**Problem**.
Express the lines below from the one containing "target: green lawn" through the one containing "390 423 L 373" as a Markdown table with columns headed Row and Entry, numbering each line and leaving out blank lines.
───── Supplied information ─────
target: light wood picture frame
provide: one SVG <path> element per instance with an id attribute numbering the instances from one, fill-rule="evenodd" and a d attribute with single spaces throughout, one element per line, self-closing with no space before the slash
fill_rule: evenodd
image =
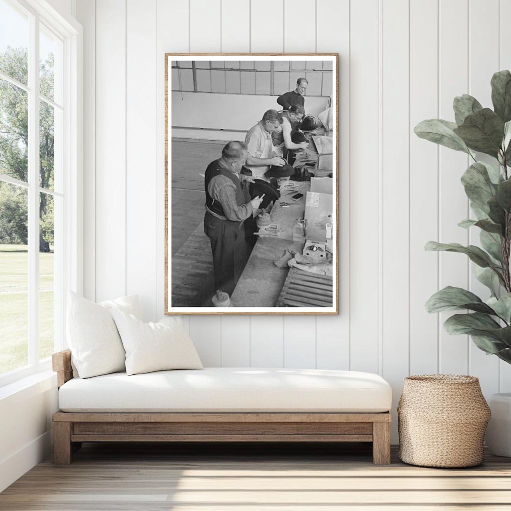
<path id="1" fill-rule="evenodd" d="M 338 54 L 165 59 L 165 313 L 338 314 Z"/>

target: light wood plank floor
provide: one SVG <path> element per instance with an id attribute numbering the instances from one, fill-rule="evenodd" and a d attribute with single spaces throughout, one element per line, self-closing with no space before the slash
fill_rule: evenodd
<path id="1" fill-rule="evenodd" d="M 511 460 L 468 469 L 371 462 L 369 444 L 89 444 L 49 456 L 0 509 L 68 511 L 433 511 L 511 509 Z"/>

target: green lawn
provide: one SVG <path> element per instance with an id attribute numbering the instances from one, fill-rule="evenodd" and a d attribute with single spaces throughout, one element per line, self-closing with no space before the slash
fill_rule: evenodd
<path id="1" fill-rule="evenodd" d="M 53 253 L 39 253 L 40 358 L 53 352 Z M 0 374 L 26 365 L 28 338 L 28 251 L 0 245 Z"/>

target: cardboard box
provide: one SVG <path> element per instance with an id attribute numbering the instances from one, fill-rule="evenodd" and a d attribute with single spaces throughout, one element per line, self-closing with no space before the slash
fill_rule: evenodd
<path id="1" fill-rule="evenodd" d="M 331 136 L 313 136 L 312 141 L 318 153 L 318 170 L 332 171 L 333 140 Z"/>

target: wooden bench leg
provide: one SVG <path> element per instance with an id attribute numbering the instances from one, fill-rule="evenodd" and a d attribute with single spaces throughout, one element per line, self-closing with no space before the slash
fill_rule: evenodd
<path id="1" fill-rule="evenodd" d="M 71 422 L 53 423 L 53 462 L 56 465 L 68 465 L 71 463 L 72 426 Z"/>
<path id="2" fill-rule="evenodd" d="M 390 423 L 373 423 L 373 462 L 375 465 L 390 464 Z"/>

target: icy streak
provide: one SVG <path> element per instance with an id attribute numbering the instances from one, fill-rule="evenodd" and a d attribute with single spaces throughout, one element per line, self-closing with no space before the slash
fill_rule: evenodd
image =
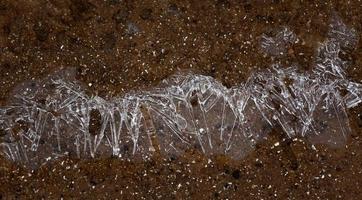
<path id="1" fill-rule="evenodd" d="M 362 102 L 362 85 L 346 79 L 348 65 L 339 57 L 356 44 L 348 36 L 354 31 L 333 20 L 313 70 L 273 65 L 233 88 L 184 73 L 106 100 L 65 76 L 31 83 L 0 108 L 0 152 L 30 167 L 62 156 L 144 160 L 191 148 L 239 159 L 275 127 L 290 138 L 342 146 L 351 132 L 346 109 Z"/>

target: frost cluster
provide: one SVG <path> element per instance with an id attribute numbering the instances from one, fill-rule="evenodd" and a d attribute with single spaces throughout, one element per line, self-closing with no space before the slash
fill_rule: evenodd
<path id="1" fill-rule="evenodd" d="M 62 156 L 144 160 L 191 148 L 239 159 L 275 127 L 290 138 L 342 146 L 351 132 L 346 109 L 361 103 L 362 84 L 346 79 L 339 55 L 358 40 L 340 20 L 330 27 L 313 70 L 273 65 L 233 88 L 185 73 L 106 100 L 65 76 L 29 83 L 0 108 L 0 152 L 31 167 Z M 296 37 L 283 30 L 275 40 L 282 36 Z"/>

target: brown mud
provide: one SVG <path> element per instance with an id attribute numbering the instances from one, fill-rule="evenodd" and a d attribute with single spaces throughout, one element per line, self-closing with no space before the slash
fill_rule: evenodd
<path id="1" fill-rule="evenodd" d="M 321 3 L 323 2 L 323 3 Z M 231 87 L 270 63 L 313 66 L 329 19 L 362 38 L 354 1 L 0 1 L 0 105 L 20 83 L 72 68 L 94 94 L 119 96 L 183 70 Z M 260 36 L 287 26 L 301 42 L 270 58 Z M 362 79 L 362 42 L 346 57 Z M 189 151 L 151 161 L 64 159 L 36 171 L 0 161 L 0 199 L 361 199 L 362 107 L 345 148 L 283 140 L 274 130 L 245 159 Z"/>

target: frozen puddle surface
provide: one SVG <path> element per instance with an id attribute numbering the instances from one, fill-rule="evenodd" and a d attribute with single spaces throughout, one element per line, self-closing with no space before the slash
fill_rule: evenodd
<path id="1" fill-rule="evenodd" d="M 105 100 L 87 95 L 71 71 L 29 81 L 0 108 L 0 152 L 30 167 L 62 156 L 143 160 L 156 151 L 177 156 L 190 148 L 240 159 L 275 127 L 290 138 L 343 146 L 351 132 L 346 109 L 361 103 L 362 84 L 346 79 L 348 65 L 339 54 L 358 38 L 338 18 L 328 37 L 311 71 L 272 65 L 233 88 L 184 73 Z M 284 28 L 261 40 L 276 56 L 298 39 Z"/>

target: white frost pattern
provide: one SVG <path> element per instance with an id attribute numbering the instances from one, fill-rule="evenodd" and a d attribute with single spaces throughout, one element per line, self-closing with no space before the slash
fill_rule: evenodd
─────
**Full response**.
| Row | Entry |
|---|---|
| 1 | target: green lawn |
| 2 | provide: one SVG <path> element per instance with an id attribute numbering the instances from one, fill-rule="evenodd" and a d attribute with single spaces throughout, one element per line, self-closing with no space before the slash |
| 3 | fill_rule: evenodd |
| 4 | <path id="1" fill-rule="evenodd" d="M 53 253 L 39 253 L 40 358 L 53 352 Z M 0 374 L 26 365 L 28 338 L 28 251 L 0 245 Z"/> |
| 5 | target: cardboard box |
| 6 | provide: one SVG <path> element per instance with an id attribute numbering the instances from one, fill-rule="evenodd" and a d attribute with single spaces throughout, one element per line, self-closing with no space before the slash |
| 7 | fill_rule: evenodd |
| 8 | <path id="1" fill-rule="evenodd" d="M 331 136 L 313 136 L 312 141 L 318 153 L 318 170 L 332 171 L 333 140 Z"/> |
| 9 | target: wooden bench leg |
| 10 | provide: one SVG <path> element per instance with an id attribute numbering the instances from one, fill-rule="evenodd" and a d attribute with single spaces throughout, one element per line, self-closing with no space before the slash |
| 11 | fill_rule: evenodd |
| 12 | <path id="1" fill-rule="evenodd" d="M 71 422 L 53 423 L 53 462 L 56 465 L 68 465 L 71 463 L 72 426 Z"/> |
| 13 | <path id="2" fill-rule="evenodd" d="M 390 423 L 373 423 L 373 462 L 375 465 L 390 464 Z"/> |